DIRECTIONS: Every line of the material that follows must be printed again exactly.

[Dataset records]
>> begin
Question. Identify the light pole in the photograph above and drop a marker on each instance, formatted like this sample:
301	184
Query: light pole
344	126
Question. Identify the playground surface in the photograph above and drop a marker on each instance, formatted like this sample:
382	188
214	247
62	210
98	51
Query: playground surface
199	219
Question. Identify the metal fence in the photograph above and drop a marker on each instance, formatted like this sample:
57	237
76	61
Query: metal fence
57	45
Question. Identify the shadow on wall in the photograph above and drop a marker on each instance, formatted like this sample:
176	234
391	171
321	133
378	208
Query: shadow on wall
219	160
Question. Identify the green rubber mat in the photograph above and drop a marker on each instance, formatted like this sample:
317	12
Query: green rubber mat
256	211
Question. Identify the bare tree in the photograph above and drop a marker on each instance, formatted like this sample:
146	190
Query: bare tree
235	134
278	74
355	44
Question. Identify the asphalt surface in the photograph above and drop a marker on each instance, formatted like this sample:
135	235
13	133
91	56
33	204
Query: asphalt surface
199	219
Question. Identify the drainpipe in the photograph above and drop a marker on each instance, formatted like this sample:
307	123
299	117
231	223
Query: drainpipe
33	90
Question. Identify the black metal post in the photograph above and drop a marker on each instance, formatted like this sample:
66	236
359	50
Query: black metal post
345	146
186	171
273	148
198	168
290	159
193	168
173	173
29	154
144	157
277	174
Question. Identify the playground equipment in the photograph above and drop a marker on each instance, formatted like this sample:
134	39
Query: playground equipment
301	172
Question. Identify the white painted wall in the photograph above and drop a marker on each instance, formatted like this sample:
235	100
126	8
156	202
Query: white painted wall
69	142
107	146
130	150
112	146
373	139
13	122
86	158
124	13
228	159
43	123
>> end
EXERCISE SOLUTION:
Question. Identify the light pole in the photograph above and drop a marker on each instance, formatted like this sample:
301	184
Query: light pole
344	126
Question. Identify the playground surface in the photograph above and drop a marker on each instance, formatted like this sample:
382	188
214	247
62	210
98	51
Query: playground surface
199	219
Question. Identify the metal fence in the photograph above and drop a marker on each instance, formatted like this sample:
57	237
76	61
Query: metal fence
57	45
Question. Identify the shadow on wall in the photograph above and drop a marker on each instance, formatted like this sample:
176	234
391	171
321	133
378	208
Query: shadow on wall
219	160
Question. Identify the green rubber mat in the photograph above and drop a marker on each instance, formatted like this sample:
317	12
Query: green rubber mat
256	211
Question. Identify the bare tree in the photograph above and drop a marker on each instance, formatted like this sample:
146	190
Query: bare tree
235	134
278	74
355	44
Question. Identify the asphalt surface in the photograph above and drop a marker on each instance, formatted like this sample:
135	235
13	133
91	56
33	204
Query: asphalt surface
199	219
Question. Identify the drainpipe in the photograph above and drop a marker on each instance, formatted like this sample:
307	123
299	117
231	223
Query: drainpipe
33	90
Question. Identify the black metal post in the photograph above and drop a marker on each instance, formatted like this sample:
66	236
359	50
Query: black metal post
345	146
186	171
273	148
198	168
290	159
193	168
173	173
29	154
144	157
277	174
Question. Identify the playground equipment in the photograph above and drop a marker on each instance, formatted like this sample:
134	39
Query: playground equipment
301	172
Question. Identify the white painted wall in the photograph above and drop a marker on each instance, formatted like this sample:
235	100
126	8
156	202
Query: white painted wall
69	142
107	146
130	150
112	146
373	139
13	122
86	158
124	13
228	159
43	123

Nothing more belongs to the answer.